--- PASSAGE ---
▬▬▬▬▬▬▬▬▬▬

This brings me to the individual aspect of our identity. We are indeed unique, a one-off combination of everything that has been passed on to us by our parents and our environment. And that varies considerably. Parents respond differently to different children for a whole host of reasons: a first child isn’t treated the same way as the baby of the family; parents who are busy making a career have less attention to spare; marital breakdown can skew family dynamics. Growing up in the same household doesn’t mean that children are all mirrored in the same way. On top of that, there’s the painful fact that not all children are equally loved by their parents —
something that a child is all too keenly aware of — and that, too, shapes the individual nature of each identity. Finally, there is the child’s own uniqueness: besides those indefinable inherent characteristics it starts off with, each child makes its own choices in the interplay between identification and separation, choices that have a knock-on effect on subsequent choices, and so on and so on.
We are all unique because we have been exposed to different mirrorings and have made our own choices. And yet to a degree we are all identical, because the mirrorings of particular groups and particular cultures are to a great extent shared.
Body versus group
If, during a job or performance interview, we are asked to describe our identity (‘List your five best character traits’), our answer (‘Resilient, flexible, broad-minded, team player, good self-awareness’) will very much reflect the dominant expectations at a given time. A more honest answer would probably combine personality traits with social data (such as family, village, country, professional group, sport, and political affiliation). Tellingly, the former always have to do with the body, with emotions and instincts.
Back in the first century, Galen, the most famous physician of antiquity, concluded that temperament and health were influenced by an excess or deficiency of bodily fluids. His theories about the four different ‘humours’ or temperaments are still reflected in our language, and thus in our thinking: choleric (too much yellow bile) stands for hot-tempered and irritable; sanguine (too much blood) for fiery and energetic; phlegmatic (too much phlegm) for calm and unemotional; and melancholic (too much black bile) for sombre and pessimistic. Temperament is viewed in terms of characteristics, which tend to describe the way in which people react to others (such as obstinate, dutiful, accommodating, rebellious, exploitative).

▬▬▬▬▬▬▬▬▬▬

--- TASK DESCRIPTION ---
Change "mirrorings" to "reflections" in the passage on identity, between "We are all unique" and "emotions and instincts.", inclusive, and give that part back. Base your work on the passage alone.

--- RECORD SET ---
▬▬▬▬▬▬▬▬▬▬

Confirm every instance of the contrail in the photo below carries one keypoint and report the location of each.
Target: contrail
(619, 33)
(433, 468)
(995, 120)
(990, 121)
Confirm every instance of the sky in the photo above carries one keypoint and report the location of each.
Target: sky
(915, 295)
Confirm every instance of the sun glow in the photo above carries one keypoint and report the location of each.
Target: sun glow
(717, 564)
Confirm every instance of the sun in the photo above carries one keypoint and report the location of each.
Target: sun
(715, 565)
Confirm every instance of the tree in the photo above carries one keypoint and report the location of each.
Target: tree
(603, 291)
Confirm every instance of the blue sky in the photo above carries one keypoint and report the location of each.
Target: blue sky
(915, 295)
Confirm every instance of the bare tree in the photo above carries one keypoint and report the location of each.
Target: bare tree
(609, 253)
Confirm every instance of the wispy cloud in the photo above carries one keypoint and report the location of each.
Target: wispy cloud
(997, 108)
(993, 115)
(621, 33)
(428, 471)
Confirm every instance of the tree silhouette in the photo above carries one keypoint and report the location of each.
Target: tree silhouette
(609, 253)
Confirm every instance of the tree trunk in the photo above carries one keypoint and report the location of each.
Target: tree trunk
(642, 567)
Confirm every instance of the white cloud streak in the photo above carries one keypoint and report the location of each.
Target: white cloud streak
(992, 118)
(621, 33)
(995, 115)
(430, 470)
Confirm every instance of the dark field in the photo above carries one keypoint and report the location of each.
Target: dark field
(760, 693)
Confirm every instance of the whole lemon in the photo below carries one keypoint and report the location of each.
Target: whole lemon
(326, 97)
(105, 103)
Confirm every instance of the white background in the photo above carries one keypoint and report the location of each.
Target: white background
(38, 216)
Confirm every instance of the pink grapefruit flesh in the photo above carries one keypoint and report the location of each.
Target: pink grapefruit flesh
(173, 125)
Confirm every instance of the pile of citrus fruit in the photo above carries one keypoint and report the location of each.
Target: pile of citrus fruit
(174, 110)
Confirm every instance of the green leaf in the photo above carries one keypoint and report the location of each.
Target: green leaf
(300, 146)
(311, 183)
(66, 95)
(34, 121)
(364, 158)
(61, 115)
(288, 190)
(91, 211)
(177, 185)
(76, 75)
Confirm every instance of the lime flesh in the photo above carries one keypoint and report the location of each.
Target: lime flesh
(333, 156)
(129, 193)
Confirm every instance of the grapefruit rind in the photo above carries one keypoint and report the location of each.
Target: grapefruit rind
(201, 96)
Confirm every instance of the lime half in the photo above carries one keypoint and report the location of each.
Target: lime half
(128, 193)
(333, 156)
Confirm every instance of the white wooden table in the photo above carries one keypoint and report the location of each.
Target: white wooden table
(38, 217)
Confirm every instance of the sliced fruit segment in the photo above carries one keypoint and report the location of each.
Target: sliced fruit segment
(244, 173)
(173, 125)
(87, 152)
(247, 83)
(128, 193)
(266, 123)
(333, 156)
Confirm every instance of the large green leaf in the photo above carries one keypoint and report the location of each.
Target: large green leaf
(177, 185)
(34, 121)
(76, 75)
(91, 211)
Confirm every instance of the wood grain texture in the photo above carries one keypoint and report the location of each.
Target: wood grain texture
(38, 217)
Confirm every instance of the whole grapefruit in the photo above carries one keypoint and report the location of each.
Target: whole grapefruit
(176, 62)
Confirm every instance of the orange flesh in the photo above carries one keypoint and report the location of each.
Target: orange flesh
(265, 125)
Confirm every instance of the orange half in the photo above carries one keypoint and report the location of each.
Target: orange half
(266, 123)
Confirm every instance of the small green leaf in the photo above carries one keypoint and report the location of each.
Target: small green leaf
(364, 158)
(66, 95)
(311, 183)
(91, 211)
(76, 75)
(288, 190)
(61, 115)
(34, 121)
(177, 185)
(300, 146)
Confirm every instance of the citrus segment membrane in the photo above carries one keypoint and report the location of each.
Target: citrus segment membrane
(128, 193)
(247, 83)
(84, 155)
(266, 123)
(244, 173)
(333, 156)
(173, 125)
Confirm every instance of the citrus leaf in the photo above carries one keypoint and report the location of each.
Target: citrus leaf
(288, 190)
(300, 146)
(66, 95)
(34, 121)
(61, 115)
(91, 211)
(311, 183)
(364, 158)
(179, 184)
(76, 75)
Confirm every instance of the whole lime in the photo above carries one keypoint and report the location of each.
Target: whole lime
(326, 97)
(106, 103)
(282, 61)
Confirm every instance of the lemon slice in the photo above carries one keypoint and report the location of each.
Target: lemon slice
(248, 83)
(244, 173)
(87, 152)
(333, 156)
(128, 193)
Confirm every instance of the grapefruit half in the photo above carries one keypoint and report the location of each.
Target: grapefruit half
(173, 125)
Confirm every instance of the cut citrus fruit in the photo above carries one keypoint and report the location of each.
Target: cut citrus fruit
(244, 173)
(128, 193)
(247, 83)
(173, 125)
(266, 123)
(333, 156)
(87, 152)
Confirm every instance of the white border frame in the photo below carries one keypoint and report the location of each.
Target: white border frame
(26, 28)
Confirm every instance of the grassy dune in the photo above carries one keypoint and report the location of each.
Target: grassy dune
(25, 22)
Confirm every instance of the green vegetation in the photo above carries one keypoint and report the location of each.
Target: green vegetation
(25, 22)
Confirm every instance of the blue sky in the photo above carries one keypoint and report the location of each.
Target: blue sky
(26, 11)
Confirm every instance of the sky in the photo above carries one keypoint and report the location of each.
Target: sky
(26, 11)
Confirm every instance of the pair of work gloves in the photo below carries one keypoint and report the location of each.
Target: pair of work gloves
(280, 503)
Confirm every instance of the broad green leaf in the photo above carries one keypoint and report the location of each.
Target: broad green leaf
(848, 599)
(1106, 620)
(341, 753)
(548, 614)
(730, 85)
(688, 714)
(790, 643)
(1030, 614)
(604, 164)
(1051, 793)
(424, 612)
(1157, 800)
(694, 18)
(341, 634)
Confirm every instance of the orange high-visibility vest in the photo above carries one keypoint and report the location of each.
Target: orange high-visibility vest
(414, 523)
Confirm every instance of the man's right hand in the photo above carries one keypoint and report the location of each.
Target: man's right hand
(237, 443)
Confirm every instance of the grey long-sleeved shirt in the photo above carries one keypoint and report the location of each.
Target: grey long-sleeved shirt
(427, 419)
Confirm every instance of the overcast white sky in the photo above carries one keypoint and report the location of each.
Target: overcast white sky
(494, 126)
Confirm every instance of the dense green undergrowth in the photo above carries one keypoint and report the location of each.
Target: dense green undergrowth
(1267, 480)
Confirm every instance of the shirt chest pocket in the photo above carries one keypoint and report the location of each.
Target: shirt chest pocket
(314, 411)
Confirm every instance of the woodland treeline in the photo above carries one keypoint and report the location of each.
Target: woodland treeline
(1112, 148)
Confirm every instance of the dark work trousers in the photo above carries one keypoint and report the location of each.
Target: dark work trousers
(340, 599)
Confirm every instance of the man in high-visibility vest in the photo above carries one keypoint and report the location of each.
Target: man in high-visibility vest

▬▬▬▬▬▬▬▬▬▬

--- EXERCISE OUTPUT ---
We are all unique because we have been exposed to different reflections and have made our own choices. And yet to a degree we are all identical, because the reflections of particular groups and particular cultures are to a great extent shared.
Body versus group
If, during a job or performance interview, we are asked to describe our identity (‘List your five best character traits’), our answer (‘Resilient, flexible, broad-minded, team player, good self-awareness’) will very much reflect the dominant expectations at a given time. A more honest answer would probably combine personality traits with social data (such as family, village, country, professional group, sport, and political affiliation). Tellingly, the former always have to do with the body, with emotions and instincts.